__Check your understanding__.
(a) According to the lambrolizumab report, what was the confirmed response rate across all dose cohorts?
(b) Reproduce, word for word, the stretch of the lambrolizumab report from "The researchers found" through "of reported AEs.".

__Document extract__.
____
The investigational antibody lambrolizumab demonstrated significant antitumor activity and good response rates as well as a tolerable toxicity profile in patients with melanoma.
Antoni Ribas, MD, PhD
The investigational antibody lambrolizumab (formerly known as MK-3475) demonstrated significant antitumor activity and good response rates as well as a tolerable toxicity profile in patients with melanoma, according to the results of an ongoing phase IB expansion study presented at the 2013 ASCO Annual Meeting.
The results of the trial were concurrently published in The New England Journal of Medicine.
“We’ve seen clinically meaningful activity in a substantial number of patients,” said Antoni Ribas, MD, PhD, director of the Tumor Immunology Program Area at UCLA’s Jonsson Comprehensive Cancer Center in Los Angeles, California, and lead author of the study. “We can start to get the sense of the response rate and the durability of that response.”
Lambrolizumab is an anti—PD-1 humanized IgG4 antibody. The agent received the FDA’s Breakthrough Therapy Designation for promising new drugs in April.
At last year’s ASCO meeting, initial results that included two patients with melanoma showed antitumor activity. The phase Ib trial presented at this year’s meeting focused on melanoma in 135 patients with advanced and unresectable melanoma, with 48 patients having been previously treated with ipilimumab. Patients received lambrolizumab in either a dosage of 10 mg/kg once every 2 or 3 weeks or 2 mg/kg once every 3 weeks. Treatment was continued until progressive disease or unacceptable toxicity.
The confirmed response rate across all dose cohorts was 38% (95% CI, 25-44), and the highest confirmed response rate was observed in patients receiving 10 mg/kg of lambrolizumab once every 2 weeks, the highest dosing cohort in this study, with a response rate of 52% (95% CI, 38-66). The response rate did not differ significantly based on whether patients had received prior ipilimumab (38%; 95% CI, 23-55) or had not received prior ipilimumab (37%; 95% CI, 26-49).
Therapy with lambrolizumab produced durable responses, and as of March 2013, 81% of patients who had a response (42 of 52) were still receiving the drug. The overall median progression-free survival among the patients enrolled in the trial was >7 months.
The researchers found that adverse events (AEs) of grade 3 or 4 occurred in 12.6% of patients in the study (n = 17). The most common AEs observed were fatigue, rash, and an increase in the aspartate aminotransferase enzyme that can indicate an increased risk of liver disease, all of which Ribas said could be managed through dose interruptions or reductions, if necessary.
The highest incidence of grade 3/4 AEs occurred in patients who received 10 mg/kg of lambrolizumab once every 2 weeks, the highest dosing cohort in the study. However, those patients were followed up for the longest period of time at a median of 40.1 weeks and could have resulted in a higher number of reported AEs.
A global phase II study of lambrolizumab is currently open for enrollment. Patients will be randomized to one of two dosing regimens or investigator’s choice of chemotherapy with the ability to cross over. Additionally, a phase III study comparing two different dosing regimens of lambrolizumab with ipilimumab in patients who have not previously received ipilimumab is planned.
Ribas A, Robert C, Daud A, et al. Clinical efficacy and safety of lambrolizumab (MK-3475, anti-PD-1 monoclonal antibody) in patients with advanced melanoma. J Clin Oncol. 2013;31 (suppl; abstr 9009).
____
__Provided material__.
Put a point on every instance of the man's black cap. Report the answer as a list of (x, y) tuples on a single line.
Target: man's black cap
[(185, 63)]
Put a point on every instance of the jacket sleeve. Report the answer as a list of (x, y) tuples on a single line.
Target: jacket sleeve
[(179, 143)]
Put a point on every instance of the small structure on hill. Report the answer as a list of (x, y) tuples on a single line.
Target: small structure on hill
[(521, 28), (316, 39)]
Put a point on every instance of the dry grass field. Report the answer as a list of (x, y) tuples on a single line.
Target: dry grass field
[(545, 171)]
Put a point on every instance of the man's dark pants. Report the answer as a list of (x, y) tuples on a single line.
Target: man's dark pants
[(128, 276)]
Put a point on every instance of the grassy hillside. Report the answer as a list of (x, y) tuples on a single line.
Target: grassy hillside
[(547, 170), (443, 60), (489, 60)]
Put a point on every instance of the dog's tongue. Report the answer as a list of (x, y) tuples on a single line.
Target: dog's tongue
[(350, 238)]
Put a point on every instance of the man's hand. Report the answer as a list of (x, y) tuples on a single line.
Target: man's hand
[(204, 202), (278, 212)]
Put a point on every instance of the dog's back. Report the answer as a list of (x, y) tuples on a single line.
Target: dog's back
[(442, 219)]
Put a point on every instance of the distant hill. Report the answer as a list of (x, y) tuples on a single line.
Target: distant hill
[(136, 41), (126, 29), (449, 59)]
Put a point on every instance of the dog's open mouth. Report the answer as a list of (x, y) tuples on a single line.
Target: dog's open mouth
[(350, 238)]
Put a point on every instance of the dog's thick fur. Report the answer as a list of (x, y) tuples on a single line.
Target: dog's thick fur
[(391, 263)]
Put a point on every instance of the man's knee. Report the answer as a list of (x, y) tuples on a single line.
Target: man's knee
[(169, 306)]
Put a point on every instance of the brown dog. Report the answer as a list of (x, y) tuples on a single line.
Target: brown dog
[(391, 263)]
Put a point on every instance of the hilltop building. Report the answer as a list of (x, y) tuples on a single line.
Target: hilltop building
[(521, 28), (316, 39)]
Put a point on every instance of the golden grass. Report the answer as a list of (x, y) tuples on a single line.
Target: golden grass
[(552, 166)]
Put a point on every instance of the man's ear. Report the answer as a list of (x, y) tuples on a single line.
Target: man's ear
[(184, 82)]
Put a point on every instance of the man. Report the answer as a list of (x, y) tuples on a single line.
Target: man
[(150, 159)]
____
__Answers by task__.
(a) 38% (95% CI, 25-44)

(b)
The researchers found that adverse events (AEs) of grade 3 or 4 occurred in 12.6% of patients in the study (n = 17). The most common AEs observed were fatigue, rash, and an increase in the aspartate aminotransferase enzyme that can indicate an increased risk of liver disease, all of which Ribas said could be managed through dose interruptions or reductions, if necessary.
The highest incidence of grade 3/4 AEs occurred in patients who received 10 mg/kg of lambrolizumab once every 2 weeks, the highest dosing cohort in the study. However, those patients were followed up for the longest period of time at a median of 40.1 weeks and could have resulted in a higher number of reported AEs.